La conversione è opera della grazia, che diventa operante nella misura in cui il cristiano è capace di esprimersi autenticamente.
Oggi questa autenticità è difficile e domani lo sarà probabilmente ancora di più.
Molti degli apparati istituzionali che fino a ieri ci sorreggevano e ci qualificavano sono caduti.
Per evitare la confusione, sarà ancora più necessario essere se stessi, sempre.
Crediamo in un Dio di verità, noi cristiani, non in un Dio della confusione.
I pluralismi, che giustamente consideriamo una importante acquisizione di questi anni, si collocano tuttavia a livelli molto più esterni e periferici, in rapporto a quel centro in cui risiede la nostra identità umana e cristiana.
E’ perché viviamo troppo in superficie che il discorso dei pluralismi ci sembra tanto importante.
E non possiamo scusarci col dire che oggi la vita si svolge lì, a questi livelli dove la diversità delle analisi, delle scelte e degli interessi divide gli uomini.
E’ un’impressione superficiale, sbagliata.

_Voci di puntamento su oggetti etichettati:_
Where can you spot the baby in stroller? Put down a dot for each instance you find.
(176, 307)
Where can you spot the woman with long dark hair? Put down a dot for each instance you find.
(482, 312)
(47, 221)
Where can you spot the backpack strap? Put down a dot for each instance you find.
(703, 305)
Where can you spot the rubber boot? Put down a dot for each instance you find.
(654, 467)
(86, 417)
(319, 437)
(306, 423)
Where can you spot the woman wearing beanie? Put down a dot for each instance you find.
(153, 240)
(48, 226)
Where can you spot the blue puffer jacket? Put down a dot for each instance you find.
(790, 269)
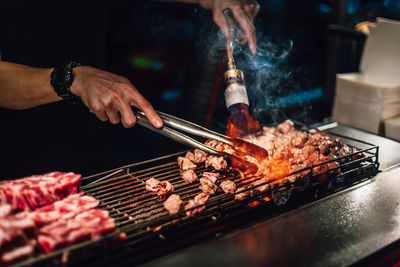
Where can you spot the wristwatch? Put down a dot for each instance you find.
(61, 79)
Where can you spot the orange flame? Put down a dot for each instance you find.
(273, 168)
(244, 123)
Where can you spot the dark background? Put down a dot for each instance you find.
(171, 53)
(304, 43)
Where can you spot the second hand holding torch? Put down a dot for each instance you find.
(236, 97)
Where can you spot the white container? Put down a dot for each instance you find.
(365, 99)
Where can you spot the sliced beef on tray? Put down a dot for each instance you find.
(64, 209)
(89, 224)
(39, 190)
(173, 204)
(5, 210)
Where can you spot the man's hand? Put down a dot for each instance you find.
(244, 12)
(110, 96)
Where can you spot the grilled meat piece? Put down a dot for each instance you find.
(189, 205)
(162, 189)
(185, 164)
(173, 204)
(199, 156)
(212, 176)
(152, 184)
(189, 176)
(207, 186)
(190, 156)
(244, 194)
(228, 186)
(261, 188)
(286, 126)
(38, 190)
(200, 199)
(218, 163)
(165, 189)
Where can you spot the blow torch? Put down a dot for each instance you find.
(240, 122)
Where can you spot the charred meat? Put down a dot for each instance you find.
(185, 164)
(152, 185)
(228, 186)
(243, 193)
(261, 185)
(217, 163)
(163, 188)
(199, 156)
(212, 176)
(207, 186)
(189, 176)
(200, 199)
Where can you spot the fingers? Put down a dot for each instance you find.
(140, 102)
(247, 27)
(113, 116)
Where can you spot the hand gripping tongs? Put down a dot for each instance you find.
(241, 148)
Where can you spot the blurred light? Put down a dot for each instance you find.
(324, 8)
(301, 97)
(353, 6)
(171, 95)
(145, 63)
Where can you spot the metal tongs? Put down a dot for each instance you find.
(241, 147)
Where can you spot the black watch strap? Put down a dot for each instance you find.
(61, 79)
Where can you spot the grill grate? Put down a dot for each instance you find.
(141, 215)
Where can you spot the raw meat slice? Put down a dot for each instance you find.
(64, 209)
(89, 224)
(39, 190)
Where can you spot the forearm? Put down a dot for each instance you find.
(24, 87)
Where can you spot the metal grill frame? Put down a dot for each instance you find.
(219, 208)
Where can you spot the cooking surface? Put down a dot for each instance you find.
(338, 230)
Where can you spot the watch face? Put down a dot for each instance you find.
(61, 80)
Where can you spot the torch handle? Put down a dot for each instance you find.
(231, 36)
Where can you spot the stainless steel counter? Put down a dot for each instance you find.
(335, 231)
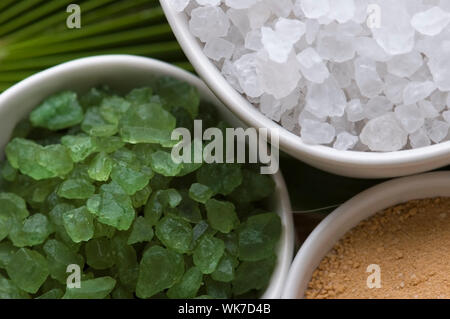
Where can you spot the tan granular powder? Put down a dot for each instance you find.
(409, 242)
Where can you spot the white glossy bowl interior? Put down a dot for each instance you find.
(347, 216)
(123, 73)
(347, 163)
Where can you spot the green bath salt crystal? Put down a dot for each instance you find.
(95, 125)
(259, 236)
(175, 233)
(59, 256)
(100, 167)
(98, 288)
(28, 270)
(79, 224)
(33, 231)
(80, 146)
(78, 188)
(200, 193)
(159, 269)
(142, 231)
(208, 253)
(58, 112)
(39, 162)
(221, 215)
(90, 181)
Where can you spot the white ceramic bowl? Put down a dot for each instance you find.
(123, 73)
(347, 163)
(347, 216)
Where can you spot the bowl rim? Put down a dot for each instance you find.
(351, 213)
(285, 249)
(289, 141)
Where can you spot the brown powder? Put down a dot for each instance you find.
(409, 242)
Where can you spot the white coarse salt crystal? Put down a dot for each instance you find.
(218, 48)
(253, 40)
(278, 79)
(230, 75)
(439, 65)
(431, 22)
(281, 8)
(208, 22)
(369, 48)
(342, 10)
(289, 29)
(246, 73)
(419, 139)
(343, 73)
(446, 116)
(276, 46)
(312, 29)
(367, 77)
(416, 91)
(240, 4)
(384, 134)
(395, 33)
(209, 2)
(428, 110)
(405, 65)
(239, 18)
(336, 48)
(317, 64)
(394, 87)
(326, 99)
(314, 132)
(345, 141)
(377, 107)
(179, 5)
(258, 15)
(355, 111)
(410, 117)
(437, 130)
(314, 9)
(270, 107)
(312, 66)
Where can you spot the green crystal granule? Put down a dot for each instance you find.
(39, 162)
(174, 233)
(258, 236)
(142, 231)
(147, 123)
(220, 178)
(221, 215)
(99, 253)
(112, 207)
(33, 231)
(78, 188)
(188, 286)
(200, 193)
(28, 269)
(80, 146)
(208, 253)
(100, 167)
(59, 256)
(163, 164)
(79, 224)
(95, 125)
(89, 180)
(160, 268)
(98, 288)
(58, 112)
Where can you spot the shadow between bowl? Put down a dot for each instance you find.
(123, 73)
(350, 214)
(345, 163)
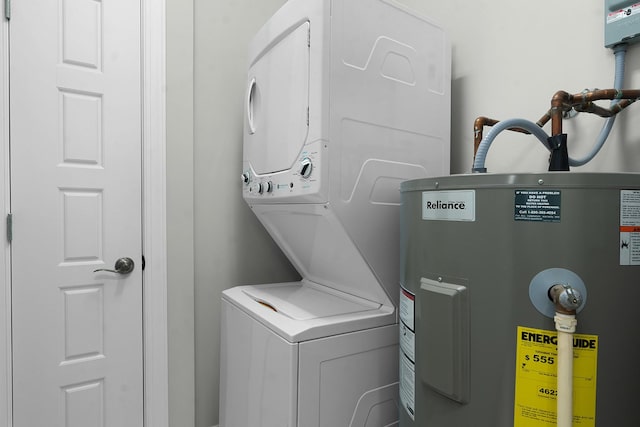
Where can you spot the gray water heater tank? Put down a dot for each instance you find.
(478, 256)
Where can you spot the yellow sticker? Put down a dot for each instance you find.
(536, 379)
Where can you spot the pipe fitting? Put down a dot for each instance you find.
(566, 299)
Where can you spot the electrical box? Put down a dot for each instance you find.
(621, 22)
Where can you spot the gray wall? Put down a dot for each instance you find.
(509, 58)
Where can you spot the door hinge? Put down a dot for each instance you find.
(9, 227)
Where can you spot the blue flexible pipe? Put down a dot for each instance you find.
(481, 154)
(620, 52)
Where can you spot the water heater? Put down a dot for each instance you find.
(479, 256)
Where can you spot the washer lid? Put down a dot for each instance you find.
(307, 302)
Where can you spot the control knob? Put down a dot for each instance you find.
(306, 167)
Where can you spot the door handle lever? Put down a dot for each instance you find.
(123, 266)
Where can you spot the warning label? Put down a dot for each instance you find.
(407, 352)
(630, 227)
(537, 205)
(621, 14)
(536, 378)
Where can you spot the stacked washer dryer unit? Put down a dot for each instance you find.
(345, 100)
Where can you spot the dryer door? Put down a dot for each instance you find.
(277, 104)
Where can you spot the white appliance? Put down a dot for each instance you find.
(345, 100)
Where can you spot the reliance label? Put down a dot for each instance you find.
(459, 205)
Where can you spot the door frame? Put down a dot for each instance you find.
(155, 328)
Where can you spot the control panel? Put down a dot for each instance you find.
(302, 179)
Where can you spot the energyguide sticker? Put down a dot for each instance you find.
(407, 352)
(630, 227)
(536, 378)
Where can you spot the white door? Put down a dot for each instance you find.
(75, 105)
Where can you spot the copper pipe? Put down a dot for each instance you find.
(558, 102)
(562, 102)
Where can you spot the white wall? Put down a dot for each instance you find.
(180, 212)
(509, 58)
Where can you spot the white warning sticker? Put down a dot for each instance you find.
(621, 14)
(407, 351)
(630, 227)
(408, 386)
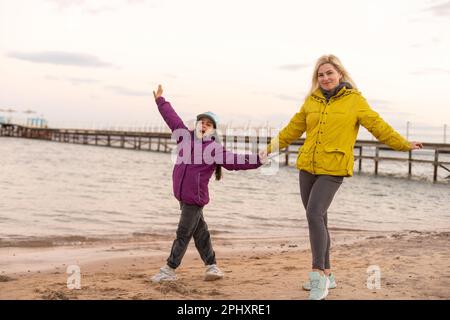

_Consegne:_
[A] Secondo il testo scelto, di che cosa è opera la conversione?
[B] Riscrivi come tabella Markdown le righe dell'elenco dalla riga con "Where can you spot the control knob?" fino alla fine dell'elenco, estremi inclusi, omettendo le righe vuote e le immagini. Usa le colonne "n" (numero progressivo) e "Riga".

_Soluzioni:_
[A] La conversione è opera della grazia.

[B]
| n | Riga |
|---|---|
| 1 | Where can you spot the control knob? Put down a dot for each instance you find. |
| 2 | (306, 167) |
| 3 | Where can you spot the door handle lever? Put down a dot for each instance you find. |
| 4 | (123, 266) |
| 5 | Where can you spot the warning label? Put down a dot for each instance you find. |
| 6 | (407, 352) |
| 7 | (630, 227) |
| 8 | (537, 205) |
| 9 | (621, 14) |
| 10 | (536, 378) |
| 11 | Where can you spot the stacked washer dryer unit? Put down a dot for each instance you find. |
| 12 | (345, 100) |
| 13 | Where can you spot the dryer door? Put down a dot for each instance you find. |
| 14 | (277, 104) |
| 15 | Where can you spot the white appliance? Put down a dot for each instance you find. |
| 16 | (345, 100) |
| 17 | Where can you spot the reliance label? Put down a dot for each instance you find. |
| 18 | (459, 205) |
| 19 | Where can you spot the door frame? Put down a dot for each instance you find. |
| 20 | (155, 328) |
| 21 | Where can you spot the control panel? Put down a dot for each instance you find. |
| 22 | (302, 179) |
| 23 | Where can you spot the energyguide sticker? Put down a dot for each instance you find. |
| 24 | (407, 352) |
| 25 | (630, 227) |
| 26 | (536, 378) |
| 27 | Where can you spot the white door? Put down a dot for each instance you find. |
| 28 | (75, 105) |
| 29 | Where can you spot the copper pipe? Put down a dot for each instance you find. |
| 30 | (558, 102) |
| 31 | (562, 102) |
| 32 | Where can you spot the white wall? Put down a dot for each instance you find. |
| 33 | (180, 212) |
| 34 | (509, 58) |
| 35 | Where can you spot the white warning sticker? Put down a dot for each instance you find. |
| 36 | (621, 14) |
| 37 | (407, 351) |
| 38 | (630, 227) |
| 39 | (408, 386) |